# SHORT PROBLEM
Reproduce everything from the line containing "the cilantro leaf. Return only the coordinates." down to the end of the data below, with both ends included.

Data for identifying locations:
· · · ·

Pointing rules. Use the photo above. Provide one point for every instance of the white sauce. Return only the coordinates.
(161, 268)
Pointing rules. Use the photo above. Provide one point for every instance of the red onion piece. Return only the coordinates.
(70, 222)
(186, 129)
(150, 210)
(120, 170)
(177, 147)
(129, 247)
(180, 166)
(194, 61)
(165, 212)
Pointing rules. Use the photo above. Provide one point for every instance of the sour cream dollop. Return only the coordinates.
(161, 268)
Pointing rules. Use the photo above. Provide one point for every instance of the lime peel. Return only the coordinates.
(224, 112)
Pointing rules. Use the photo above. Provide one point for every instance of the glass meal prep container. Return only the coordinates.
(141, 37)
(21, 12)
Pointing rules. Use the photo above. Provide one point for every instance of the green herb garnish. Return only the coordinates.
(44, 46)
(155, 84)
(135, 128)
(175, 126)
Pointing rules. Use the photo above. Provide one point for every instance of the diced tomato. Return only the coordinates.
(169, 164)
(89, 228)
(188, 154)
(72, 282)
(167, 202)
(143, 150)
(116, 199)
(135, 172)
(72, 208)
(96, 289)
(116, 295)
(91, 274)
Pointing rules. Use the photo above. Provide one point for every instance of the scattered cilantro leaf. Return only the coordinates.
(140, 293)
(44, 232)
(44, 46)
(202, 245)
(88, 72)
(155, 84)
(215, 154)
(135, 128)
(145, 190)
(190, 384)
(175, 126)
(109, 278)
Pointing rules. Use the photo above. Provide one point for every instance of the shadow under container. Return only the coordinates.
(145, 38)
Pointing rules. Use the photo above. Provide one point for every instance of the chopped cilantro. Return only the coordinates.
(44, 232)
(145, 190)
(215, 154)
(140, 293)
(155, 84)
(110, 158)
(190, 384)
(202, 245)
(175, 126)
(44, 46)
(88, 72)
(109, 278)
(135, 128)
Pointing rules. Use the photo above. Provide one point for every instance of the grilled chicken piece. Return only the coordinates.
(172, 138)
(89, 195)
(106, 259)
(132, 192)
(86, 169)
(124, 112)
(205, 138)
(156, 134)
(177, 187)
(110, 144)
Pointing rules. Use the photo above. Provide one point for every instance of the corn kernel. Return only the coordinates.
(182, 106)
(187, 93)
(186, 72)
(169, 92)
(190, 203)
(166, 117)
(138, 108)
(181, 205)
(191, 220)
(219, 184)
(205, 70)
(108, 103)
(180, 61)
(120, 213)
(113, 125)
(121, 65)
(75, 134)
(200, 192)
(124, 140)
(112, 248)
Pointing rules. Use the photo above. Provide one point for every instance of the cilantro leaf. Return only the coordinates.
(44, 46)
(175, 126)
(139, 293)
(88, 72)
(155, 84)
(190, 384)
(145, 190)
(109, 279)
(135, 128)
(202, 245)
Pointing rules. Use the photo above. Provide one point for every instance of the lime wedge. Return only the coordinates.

· · · ·

# FULL SOLUTION
Pointing rules. Use the photo above. Provide one point for every instance of the cilantro leaf. Return only the coordinates.
(44, 46)
(175, 126)
(139, 293)
(88, 72)
(155, 84)
(190, 384)
(145, 190)
(109, 279)
(135, 128)
(202, 245)
Pointing rules. Use the photo above. Provide one point for every instance of the lime wedge. Return only the coordinates.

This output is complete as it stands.